PROBLEM DETAILS: Write the entries below out again exactly; any picture in them stays out.

[Records from a data source]
>>>>

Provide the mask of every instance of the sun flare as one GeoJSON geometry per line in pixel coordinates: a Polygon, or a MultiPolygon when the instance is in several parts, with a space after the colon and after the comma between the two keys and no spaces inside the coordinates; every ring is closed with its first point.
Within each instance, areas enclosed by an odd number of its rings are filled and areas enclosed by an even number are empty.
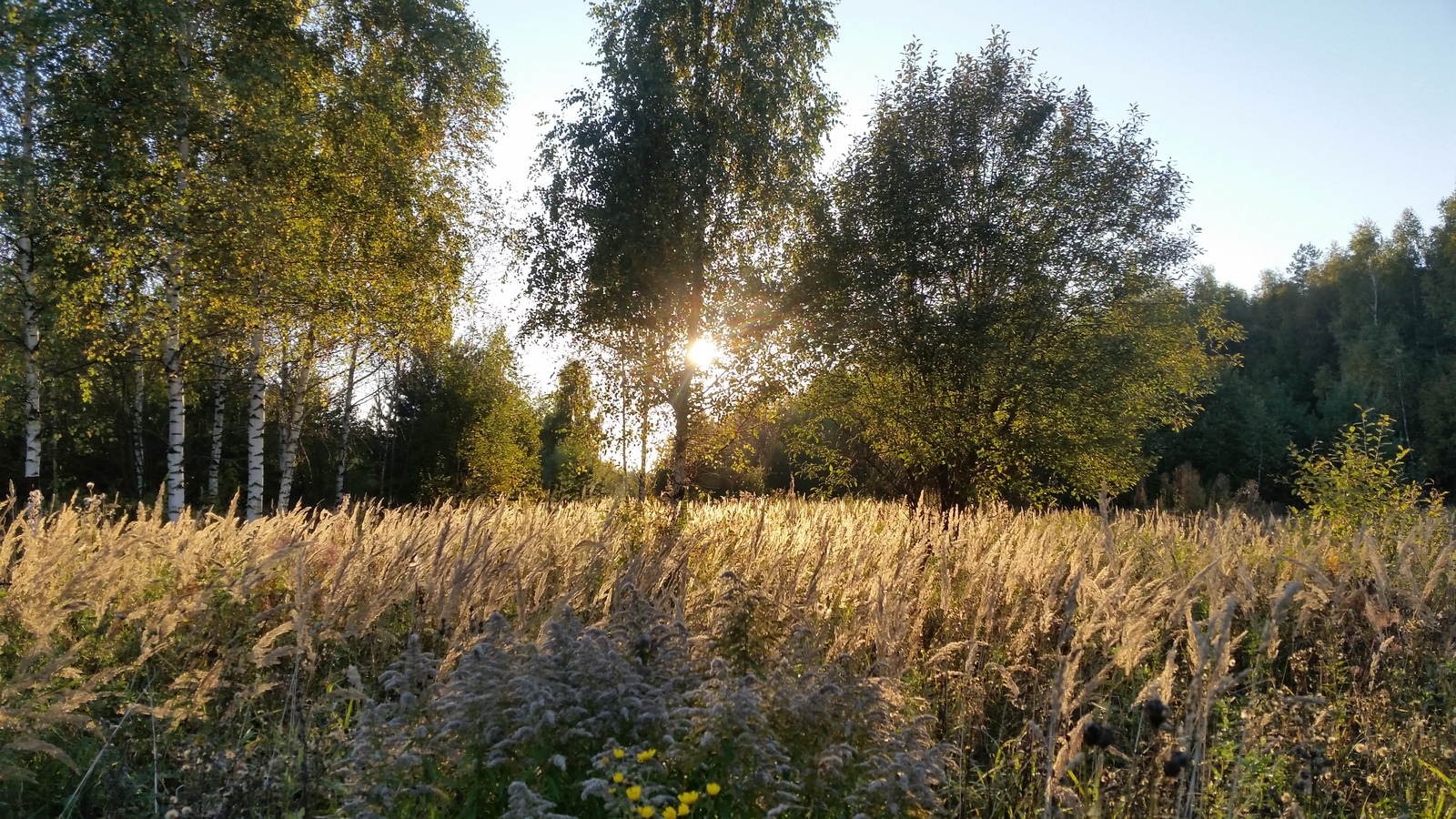
{"type": "Polygon", "coordinates": [[[718,344],[703,335],[687,348],[687,363],[702,370],[711,367],[718,360],[718,344]]]}

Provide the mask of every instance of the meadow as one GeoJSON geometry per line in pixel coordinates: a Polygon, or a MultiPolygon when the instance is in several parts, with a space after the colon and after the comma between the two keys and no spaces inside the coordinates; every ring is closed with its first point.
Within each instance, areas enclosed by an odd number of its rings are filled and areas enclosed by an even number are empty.
{"type": "Polygon", "coordinates": [[[1456,816],[1446,516],[3,512],[4,816],[1456,816]]]}

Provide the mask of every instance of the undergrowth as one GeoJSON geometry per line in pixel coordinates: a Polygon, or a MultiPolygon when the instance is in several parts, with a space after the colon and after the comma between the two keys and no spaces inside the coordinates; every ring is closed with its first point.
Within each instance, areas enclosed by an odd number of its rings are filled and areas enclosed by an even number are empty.
{"type": "Polygon", "coordinates": [[[1446,513],[6,516],[4,816],[1456,816],[1446,513]]]}

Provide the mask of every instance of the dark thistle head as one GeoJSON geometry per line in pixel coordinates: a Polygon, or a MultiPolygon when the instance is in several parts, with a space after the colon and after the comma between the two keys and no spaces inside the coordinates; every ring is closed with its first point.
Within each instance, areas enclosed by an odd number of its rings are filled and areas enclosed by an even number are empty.
{"type": "Polygon", "coordinates": [[[1098,749],[1111,748],[1117,742],[1117,734],[1108,726],[1092,721],[1082,729],[1082,742],[1098,749]]]}

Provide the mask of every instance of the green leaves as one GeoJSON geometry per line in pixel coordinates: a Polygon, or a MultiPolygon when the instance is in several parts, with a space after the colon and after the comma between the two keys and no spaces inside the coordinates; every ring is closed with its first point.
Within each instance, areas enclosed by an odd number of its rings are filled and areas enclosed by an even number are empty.
{"type": "Polygon", "coordinates": [[[907,50],[794,289],[826,418],[903,471],[900,494],[1120,490],[1144,431],[1191,420],[1238,331],[1178,286],[1185,184],[1139,125],[1099,121],[1000,35],[949,70],[907,50]]]}
{"type": "Polygon", "coordinates": [[[1389,415],[1372,420],[1369,410],[1357,410],[1360,421],[1344,427],[1332,446],[1315,442],[1300,450],[1290,444],[1294,494],[1306,513],[1328,520],[1337,536],[1376,525],[1404,532],[1421,517],[1439,517],[1444,494],[1405,478],[1411,450],[1396,443],[1395,421],[1389,415]]]}

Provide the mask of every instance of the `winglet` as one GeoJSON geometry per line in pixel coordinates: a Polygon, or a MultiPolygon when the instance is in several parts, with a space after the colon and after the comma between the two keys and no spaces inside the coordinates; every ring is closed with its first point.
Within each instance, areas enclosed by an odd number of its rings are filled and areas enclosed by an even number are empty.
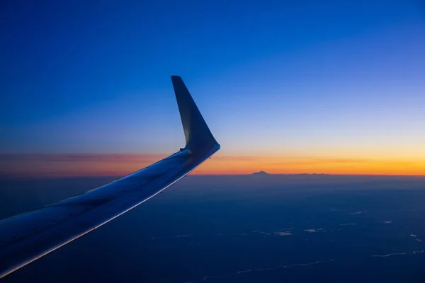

<<<<

TASK ANSWER:
Provide the mask of every instance of the sun flare as one GeoJSON geometry per line in pixel coordinates: a Polygon, or a MultiPolygon when the instance is in several parts, with a space after the colon and after the comma between the two keys and no spaces inside the coordinates; every ring is closed with its first point.
Within each instance, areas enclosed by an odd number of its rings are filled and areas enclosed by an even number are empty.
{"type": "Polygon", "coordinates": [[[718,344],[703,335],[687,348],[687,363],[702,370],[711,367],[718,360],[718,344]]]}

Provide the mask of every instance of the meadow as one GeoJSON geometry per line in pixel coordinates: a Polygon, or a MultiPolygon when the instance is in several parts, with a space after the colon and after the comma between the two keys and no spaces inside the coordinates; every ring is closed with its first point.
Within each instance, areas enclosed by an odd number of its rings are filled and areas enclosed by an even number are empty.
{"type": "Polygon", "coordinates": [[[1456,816],[1446,516],[3,512],[4,816],[1456,816]]]}

Provide the mask of every instance of the undergrowth as one GeoJSON geometry per line in pixel coordinates: a Polygon, or a MultiPolygon when the instance is in several parts, with a space after the colon and after the comma between the two keys and no spaces inside the coordinates; every ring is closed with its first point.
Within each instance, areas enclosed by an odd number of its rings are filled and areas enclosed by an even number are empty.
{"type": "Polygon", "coordinates": [[[1446,513],[6,516],[4,816],[1456,816],[1446,513]]]}

Provide the mask of every instance of the dark thistle head as one GeoJSON geometry per line in pixel coordinates: a Polygon, or a MultiPolygon when the instance is in several parts, with a space after the colon and after the comma between the two keys and no spaces inside the coordinates; every ring is closed with its first point.
Within each instance, areas enclosed by an odd number of its rings are filled and areas enclosed by an even number are empty.
{"type": "Polygon", "coordinates": [[[1098,749],[1111,748],[1117,742],[1117,734],[1108,726],[1092,721],[1082,729],[1082,742],[1098,749]]]}

Provide the mask of every instance of the green leaves as one GeoJSON geometry per line in pixel coordinates: a Polygon, or a MultiPolygon when the instance is in several parts, with a space after the colon and after the comma between the two keys and no spaces inside the coordinates; every ring is closed with its first point.
Within each instance, areas enclosed by an odd number of its rings are filled and areas enclosed by an even number are empty.
{"type": "Polygon", "coordinates": [[[907,50],[794,289],[826,418],[903,471],[900,494],[1120,490],[1144,431],[1191,420],[1238,331],[1178,286],[1185,184],[1139,125],[1099,121],[1000,35],[949,70],[907,50]]]}
{"type": "Polygon", "coordinates": [[[1389,415],[1372,420],[1369,410],[1357,410],[1360,421],[1344,427],[1332,446],[1315,442],[1300,450],[1290,444],[1294,494],[1306,513],[1328,520],[1337,536],[1376,525],[1404,532],[1421,517],[1439,517],[1444,494],[1405,478],[1411,450],[1396,443],[1395,421],[1389,415]]]}

Provide the mask of every instance of the `winglet` as one GeoJSON geometry per line in pixel coordinates: a Polygon, or a MultiPolygon when the instance is in several parts, with a space after the colon and after the comma between the two keys and no spaces inside the coordinates; every ring is closed with its first point.
Within each instance, areas enclosed by an odd number of its rings are filled and areas enclosed by an even number are empty.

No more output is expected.